PROBLEM DESCRIPTION: In the listing below, find each line with the string "wooden" and report it.

BEGIN

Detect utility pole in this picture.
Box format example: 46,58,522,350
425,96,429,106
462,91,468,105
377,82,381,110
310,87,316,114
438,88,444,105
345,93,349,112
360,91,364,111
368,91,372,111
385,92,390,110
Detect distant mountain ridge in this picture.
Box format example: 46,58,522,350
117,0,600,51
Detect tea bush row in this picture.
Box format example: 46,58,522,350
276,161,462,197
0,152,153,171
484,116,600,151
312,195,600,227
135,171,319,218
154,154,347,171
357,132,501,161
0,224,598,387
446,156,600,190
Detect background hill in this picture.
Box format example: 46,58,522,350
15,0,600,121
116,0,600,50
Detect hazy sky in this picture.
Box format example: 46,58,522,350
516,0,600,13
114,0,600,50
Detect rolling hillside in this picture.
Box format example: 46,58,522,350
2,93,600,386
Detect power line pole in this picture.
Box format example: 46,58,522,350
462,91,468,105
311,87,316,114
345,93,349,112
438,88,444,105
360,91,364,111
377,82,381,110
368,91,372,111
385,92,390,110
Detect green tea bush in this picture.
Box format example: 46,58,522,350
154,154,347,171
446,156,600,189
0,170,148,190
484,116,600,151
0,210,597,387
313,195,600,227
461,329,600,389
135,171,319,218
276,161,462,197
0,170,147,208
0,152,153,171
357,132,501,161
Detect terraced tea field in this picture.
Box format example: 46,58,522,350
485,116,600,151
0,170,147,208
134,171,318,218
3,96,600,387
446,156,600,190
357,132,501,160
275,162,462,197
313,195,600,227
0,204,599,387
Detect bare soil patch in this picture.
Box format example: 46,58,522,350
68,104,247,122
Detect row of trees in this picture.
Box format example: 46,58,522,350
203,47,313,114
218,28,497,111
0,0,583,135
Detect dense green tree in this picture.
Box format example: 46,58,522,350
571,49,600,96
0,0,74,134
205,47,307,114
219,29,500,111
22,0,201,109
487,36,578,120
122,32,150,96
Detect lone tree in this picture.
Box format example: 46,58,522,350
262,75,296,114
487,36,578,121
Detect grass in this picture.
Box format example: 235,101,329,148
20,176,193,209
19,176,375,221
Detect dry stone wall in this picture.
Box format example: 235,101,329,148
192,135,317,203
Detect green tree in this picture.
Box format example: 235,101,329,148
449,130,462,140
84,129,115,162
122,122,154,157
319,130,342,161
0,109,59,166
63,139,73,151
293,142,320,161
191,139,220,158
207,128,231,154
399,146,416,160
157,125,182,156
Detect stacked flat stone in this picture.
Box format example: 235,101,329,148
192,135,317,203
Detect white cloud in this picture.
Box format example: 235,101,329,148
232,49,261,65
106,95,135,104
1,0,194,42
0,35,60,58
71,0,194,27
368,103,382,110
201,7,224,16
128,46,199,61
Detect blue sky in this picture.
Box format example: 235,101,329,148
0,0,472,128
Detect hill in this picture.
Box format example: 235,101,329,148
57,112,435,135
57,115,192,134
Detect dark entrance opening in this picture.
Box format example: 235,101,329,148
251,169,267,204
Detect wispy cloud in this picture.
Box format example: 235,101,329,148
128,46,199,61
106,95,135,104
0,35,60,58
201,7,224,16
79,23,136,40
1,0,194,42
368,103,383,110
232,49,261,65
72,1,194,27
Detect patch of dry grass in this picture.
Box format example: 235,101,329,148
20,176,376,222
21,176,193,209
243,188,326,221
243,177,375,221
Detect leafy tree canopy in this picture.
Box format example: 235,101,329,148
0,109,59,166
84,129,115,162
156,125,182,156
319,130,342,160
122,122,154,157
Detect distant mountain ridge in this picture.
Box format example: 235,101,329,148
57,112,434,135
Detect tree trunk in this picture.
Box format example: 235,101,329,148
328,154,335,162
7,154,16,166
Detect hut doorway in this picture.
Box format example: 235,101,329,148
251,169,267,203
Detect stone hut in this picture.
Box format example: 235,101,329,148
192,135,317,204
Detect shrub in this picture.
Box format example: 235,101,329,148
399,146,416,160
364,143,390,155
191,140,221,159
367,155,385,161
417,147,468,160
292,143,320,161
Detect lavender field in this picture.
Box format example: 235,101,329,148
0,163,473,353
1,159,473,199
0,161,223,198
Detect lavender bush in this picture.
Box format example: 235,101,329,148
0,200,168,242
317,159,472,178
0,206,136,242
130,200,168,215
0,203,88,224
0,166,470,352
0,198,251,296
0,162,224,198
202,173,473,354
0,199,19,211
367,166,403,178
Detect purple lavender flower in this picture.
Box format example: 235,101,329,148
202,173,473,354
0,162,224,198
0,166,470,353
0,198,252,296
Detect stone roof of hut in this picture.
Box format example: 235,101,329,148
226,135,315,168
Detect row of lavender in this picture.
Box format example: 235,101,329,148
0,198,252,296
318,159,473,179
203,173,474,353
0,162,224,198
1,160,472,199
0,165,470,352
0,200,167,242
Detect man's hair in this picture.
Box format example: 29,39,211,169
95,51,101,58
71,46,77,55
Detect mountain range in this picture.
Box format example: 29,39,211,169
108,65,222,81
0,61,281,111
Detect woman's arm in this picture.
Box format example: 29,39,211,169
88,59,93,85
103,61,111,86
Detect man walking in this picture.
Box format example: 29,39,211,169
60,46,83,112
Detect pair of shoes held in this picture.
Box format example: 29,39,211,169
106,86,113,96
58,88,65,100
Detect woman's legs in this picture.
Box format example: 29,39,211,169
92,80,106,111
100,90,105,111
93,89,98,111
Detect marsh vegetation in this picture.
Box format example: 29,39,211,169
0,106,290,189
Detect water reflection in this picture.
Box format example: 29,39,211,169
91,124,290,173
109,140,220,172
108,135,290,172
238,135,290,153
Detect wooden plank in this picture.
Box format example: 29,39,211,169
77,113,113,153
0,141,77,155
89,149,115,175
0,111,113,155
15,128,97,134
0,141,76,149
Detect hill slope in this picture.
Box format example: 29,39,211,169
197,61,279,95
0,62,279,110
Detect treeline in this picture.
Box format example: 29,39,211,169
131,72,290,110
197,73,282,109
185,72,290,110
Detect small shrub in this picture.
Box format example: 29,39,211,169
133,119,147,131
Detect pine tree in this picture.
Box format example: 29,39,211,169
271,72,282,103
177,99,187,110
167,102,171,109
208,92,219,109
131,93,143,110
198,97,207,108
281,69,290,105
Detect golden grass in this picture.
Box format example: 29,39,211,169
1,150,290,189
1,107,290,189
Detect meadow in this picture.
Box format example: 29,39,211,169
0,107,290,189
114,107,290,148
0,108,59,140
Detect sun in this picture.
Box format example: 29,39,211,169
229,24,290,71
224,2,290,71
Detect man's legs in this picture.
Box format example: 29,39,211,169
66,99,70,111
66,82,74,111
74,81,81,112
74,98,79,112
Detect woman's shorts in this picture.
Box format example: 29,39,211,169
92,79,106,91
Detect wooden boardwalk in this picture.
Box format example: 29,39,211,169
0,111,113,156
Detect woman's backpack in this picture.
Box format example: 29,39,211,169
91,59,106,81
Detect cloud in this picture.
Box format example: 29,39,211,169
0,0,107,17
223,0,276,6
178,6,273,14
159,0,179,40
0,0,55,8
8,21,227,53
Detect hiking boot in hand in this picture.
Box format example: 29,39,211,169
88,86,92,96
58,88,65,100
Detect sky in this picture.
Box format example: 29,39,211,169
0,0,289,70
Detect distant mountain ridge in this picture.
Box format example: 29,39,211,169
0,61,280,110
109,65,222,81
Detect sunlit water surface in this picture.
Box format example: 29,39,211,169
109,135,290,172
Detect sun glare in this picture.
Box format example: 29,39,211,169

END

ANSWER BOX:
Detect wooden plank in this picture.
Detect wooden boardwalk in this picture.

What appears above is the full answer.